▶ _Exercise_:
Leave the images out and write out each entry exactly as shown.

▶ _Working data_:
%%

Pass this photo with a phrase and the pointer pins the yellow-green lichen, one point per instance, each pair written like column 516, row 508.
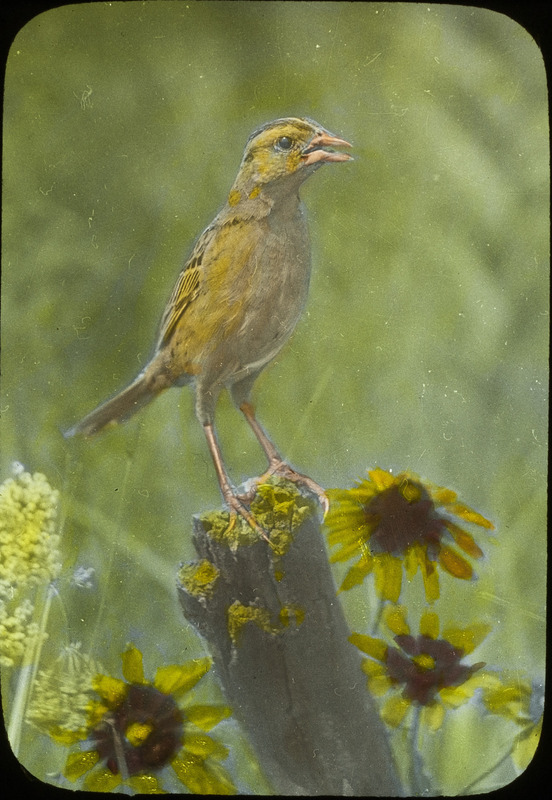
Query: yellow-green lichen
column 278, row 507
column 199, row 578
column 239, row 616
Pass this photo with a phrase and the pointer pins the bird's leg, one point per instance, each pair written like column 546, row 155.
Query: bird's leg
column 234, row 503
column 276, row 464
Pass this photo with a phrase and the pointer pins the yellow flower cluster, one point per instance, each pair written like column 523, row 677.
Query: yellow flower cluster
column 29, row 555
column 62, row 696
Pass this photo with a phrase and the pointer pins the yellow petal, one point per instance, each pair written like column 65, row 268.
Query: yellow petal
column 133, row 670
column 372, row 647
column 79, row 763
column 112, row 690
column 145, row 784
column 467, row 513
column 395, row 619
column 429, row 624
column 179, row 678
column 206, row 716
column 102, row 780
column 379, row 682
column 467, row 638
column 454, row 564
column 394, row 710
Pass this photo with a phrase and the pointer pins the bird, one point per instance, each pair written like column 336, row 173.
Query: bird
column 238, row 298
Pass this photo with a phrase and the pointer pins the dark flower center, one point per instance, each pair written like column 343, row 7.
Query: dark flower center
column 402, row 516
column 143, row 732
column 425, row 666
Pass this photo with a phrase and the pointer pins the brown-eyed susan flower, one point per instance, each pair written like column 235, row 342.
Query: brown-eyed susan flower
column 424, row 670
column 517, row 699
column 396, row 521
column 29, row 557
column 136, row 728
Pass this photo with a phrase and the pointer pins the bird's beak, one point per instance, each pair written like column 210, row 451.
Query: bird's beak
column 316, row 152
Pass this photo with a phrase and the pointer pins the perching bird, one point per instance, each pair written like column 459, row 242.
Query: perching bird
column 239, row 295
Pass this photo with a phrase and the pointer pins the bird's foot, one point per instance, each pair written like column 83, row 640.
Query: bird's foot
column 280, row 469
column 236, row 506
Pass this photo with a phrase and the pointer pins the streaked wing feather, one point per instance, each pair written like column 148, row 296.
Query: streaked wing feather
column 186, row 288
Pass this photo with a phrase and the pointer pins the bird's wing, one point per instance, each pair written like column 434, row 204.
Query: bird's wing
column 186, row 288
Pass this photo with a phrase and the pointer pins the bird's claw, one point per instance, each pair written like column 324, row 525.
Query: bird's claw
column 280, row 469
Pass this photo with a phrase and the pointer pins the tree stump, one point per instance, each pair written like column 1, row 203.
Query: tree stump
column 279, row 641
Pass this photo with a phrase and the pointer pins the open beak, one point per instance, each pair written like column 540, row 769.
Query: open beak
column 316, row 152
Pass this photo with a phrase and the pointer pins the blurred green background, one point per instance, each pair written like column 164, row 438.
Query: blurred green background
column 425, row 341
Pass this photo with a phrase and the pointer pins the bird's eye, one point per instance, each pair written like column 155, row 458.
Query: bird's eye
column 284, row 143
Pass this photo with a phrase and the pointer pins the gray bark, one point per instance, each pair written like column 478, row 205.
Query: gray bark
column 296, row 688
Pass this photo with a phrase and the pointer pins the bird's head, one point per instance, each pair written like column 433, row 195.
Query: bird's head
column 284, row 148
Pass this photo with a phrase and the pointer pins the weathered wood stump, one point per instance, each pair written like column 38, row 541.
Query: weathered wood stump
column 278, row 638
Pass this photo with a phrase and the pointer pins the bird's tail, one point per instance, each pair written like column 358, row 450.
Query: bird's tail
column 118, row 409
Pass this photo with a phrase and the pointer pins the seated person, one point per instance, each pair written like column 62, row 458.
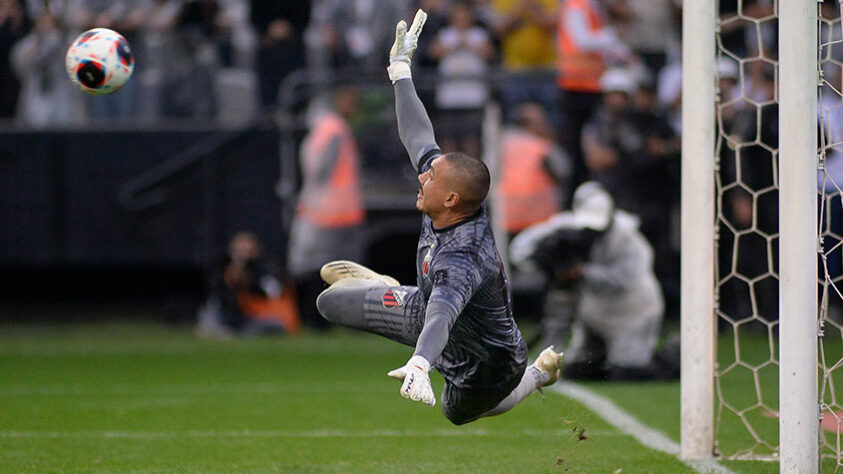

%%

▶ _Response to the exercise_:
Pass this photo with a phrase and the pointer pins the yellow-green lichen, one point per instance, each pair written like column 516, row 508.
Query: yellow-green lichen
column 278, row 507
column 199, row 578
column 239, row 616
Pass this photo with a phrase and the pointer pins the bird's leg, one point per instance, each pair written like column 546, row 155.
Query: bird's leg
column 234, row 503
column 276, row 464
Pass this photo with a phrase and the pointer pins the yellow flower cluster, one point per instance, each pair written like column 523, row 677.
Query: yellow flower cluster
column 29, row 555
column 62, row 696
Pass this photo with a phrase and the pointer pins the yellow petal, one point per instance, each pair written like column 65, row 268.
Query: yellow petal
column 133, row 670
column 372, row 647
column 79, row 763
column 112, row 690
column 145, row 784
column 467, row 513
column 395, row 619
column 429, row 624
column 179, row 678
column 206, row 716
column 102, row 780
column 379, row 682
column 467, row 638
column 454, row 564
column 394, row 710
Pass this photo with a phrase and the pointer pins the bird, one point per instance, each pair written like column 336, row 173.
Query: bird
column 238, row 298
Pass this photo with a phrase and the pointer pins the dark flower center, one point per instance, each pair written like column 343, row 7.
Query: dark flower center
column 402, row 516
column 143, row 732
column 425, row 666
Pass this photo with a phrase and the pointer pins the brown-eyed susan flower, one point per instance, each pair written like column 235, row 342.
Query: brown-eyed susan flower
column 424, row 670
column 517, row 699
column 396, row 521
column 29, row 557
column 136, row 728
Pass this photo with a phrase and the pointer pins the bird's beak, one point per instance, each pair written like column 210, row 451.
Query: bird's beak
column 316, row 152
Pass this photo with a phrase and the pointer pins the perching bird, one point per instance, each pair written like column 459, row 242.
Query: perching bird
column 239, row 295
Pass this photo with a phrase and the pointer pins the bird's foot, one point per instance, each pair written like column 83, row 640.
Query: bird's foot
column 280, row 469
column 236, row 506
Pass this photo with a phrase and the pointer pins the streaked wing feather, one point per instance, each pair written like column 148, row 296.
Query: streaked wing feather
column 186, row 288
Pass this photo with a phrase and the pointer pins the bird's wing, one point per instance, each pair written like column 434, row 204.
Query: bird's wing
column 186, row 288
Pass this photo with a phrase and the pointer pins the bird's claw, one point per instance, each pair written like column 324, row 525.
Query: bird's claw
column 280, row 469
Pass this photo with a phrase and the pointer pins the tree stump, one point per instance, each pair written like column 1, row 203.
Query: tree stump
column 279, row 641
Pass this photo with a phrase and the pointer pins the open beak, one point per instance, each pair written like column 540, row 769.
Query: open beak
column 316, row 152
Pass this photo with a phrase and the pointer pins the blurred green background, one point per instance, each pair written like column 164, row 438.
Query: blurred green background
column 425, row 341
Pass this photo with a phrase and the pointer pins the bird's eye, one point per instance, each pair written like column 155, row 458.
Query: bird's eye
column 284, row 143
Pass this photo with a phrase and the pointer pins the gray bark, one point per instance, each pair written like column 478, row 205.
Query: gray bark
column 296, row 688
Pass this photo with a phrase and the pointer pins the bird's head, one point per instance, each pair written like column 433, row 195.
Query: bird's head
column 284, row 148
Pass this photo with a phrase and the pointer pins the weathered wood stump, one point per instance, each pair written like column 38, row 541.
Query: weathered wood stump
column 278, row 638
Pass this photo with a phrase and the pointer pins the bird's tail, one point per instance, each pair written like column 358, row 450.
Query: bird's tail
column 118, row 409
Pass this photo with a phrase and the pointer pins the seated person, one point per instance, each pair written like column 62, row 458.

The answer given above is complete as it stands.